- DOCUMENT TEXT -
______________________________
100
Pete is from NM. Otto is from AZ. Rachel is from UT. Rachel is dating both Pete and Otto – who don’t know about each other. Both Pete and Otto decide to surprise Rachel at her home in UT on the same day. In the confrontation that resulted from the parties finding out about each other – Pete slugged Otto – sending Otto to the hospital and causing him to incur $100,000 in injuries. Otto brings suit against Pete in the Federal District Court of Arizona based on diversity. Arizona law requires the Arizona court to apply the law of the place of injury, limits a complaint to 20 pages, and requires service of process within 200 days of when the lawsuit was filed. Utah law allows a complaint to be 30 pages long, but says that service of process must happen within 100 days after the lawsuit is filed. The Federal District of Arizona allows complaints to be 40 pages long, and is bound by FRCP 4(m) that service of process must happen within 120 days.
Pete raises the issue of whether Otto can prove the required intent. None of the states or the federal government have a statute that explicitly provides intent – but the common law of Arizona requires the plaintiff to prove premeditation to recover for battery. Utah and New Mexico require only a present intention. Federal Courts allow recovery whenever there is injury – even if it was accidental.
What test should the Federal District Court of Arizona use to determine whether state or federal law applies to the number of days of service?
The court should ask whether the conflict is procedural or alters substantive rights
Congress has delegated the power to create the rules of procedure for federal courts and so the federal court would apply the special rules for conflict of state-federal laws when congress has authorized the creation of the federal rule. The number of days of service is procedural in nature – and does not abridge, enlarge, or modify a substantive right.
______________________________
- EXERCISE -
Reproduce the civil procedure hypothetical from "Pete raises the" up to and including "days of service?", replacing "premeditation" with "malice aforethought".
______________________________
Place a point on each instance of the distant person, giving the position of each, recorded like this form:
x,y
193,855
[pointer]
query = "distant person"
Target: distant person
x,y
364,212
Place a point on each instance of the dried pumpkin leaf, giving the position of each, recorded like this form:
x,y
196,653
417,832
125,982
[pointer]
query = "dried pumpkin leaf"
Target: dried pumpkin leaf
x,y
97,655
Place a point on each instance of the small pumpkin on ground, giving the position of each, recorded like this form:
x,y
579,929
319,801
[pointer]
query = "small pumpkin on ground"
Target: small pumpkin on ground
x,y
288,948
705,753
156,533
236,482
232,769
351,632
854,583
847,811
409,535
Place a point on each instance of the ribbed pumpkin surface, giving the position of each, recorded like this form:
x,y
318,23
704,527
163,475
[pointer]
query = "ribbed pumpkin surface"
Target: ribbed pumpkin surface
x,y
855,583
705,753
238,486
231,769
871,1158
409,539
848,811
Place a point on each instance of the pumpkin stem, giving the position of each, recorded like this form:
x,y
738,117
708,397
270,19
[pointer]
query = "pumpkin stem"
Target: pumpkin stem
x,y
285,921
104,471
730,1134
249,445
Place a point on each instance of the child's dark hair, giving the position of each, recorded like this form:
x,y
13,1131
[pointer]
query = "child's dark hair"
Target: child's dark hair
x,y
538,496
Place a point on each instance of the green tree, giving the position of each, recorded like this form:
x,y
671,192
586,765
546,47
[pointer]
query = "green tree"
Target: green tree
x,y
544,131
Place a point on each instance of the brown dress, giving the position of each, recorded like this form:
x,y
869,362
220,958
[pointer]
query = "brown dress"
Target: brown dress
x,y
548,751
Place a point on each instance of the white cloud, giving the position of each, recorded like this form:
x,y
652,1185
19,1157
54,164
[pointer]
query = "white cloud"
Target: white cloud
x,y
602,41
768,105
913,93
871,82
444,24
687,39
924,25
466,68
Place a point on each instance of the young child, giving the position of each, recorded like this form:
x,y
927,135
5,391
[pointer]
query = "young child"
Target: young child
______________________________
- SOLUTION -
Pete raises the issue of whether Otto can prove the required intent. None of the states or the federal government have a statute that explicitly provides intent – but the common law of Arizona requires the plaintiff to prove malice aforethought to recover for battery. Utah and New Mexico require only a present intention. Federal Courts allow recovery whenever there is injury – even if it was accidental.
What test should the Federal District Court of Arizona use to determine whether state or federal law applies to the number of days of service?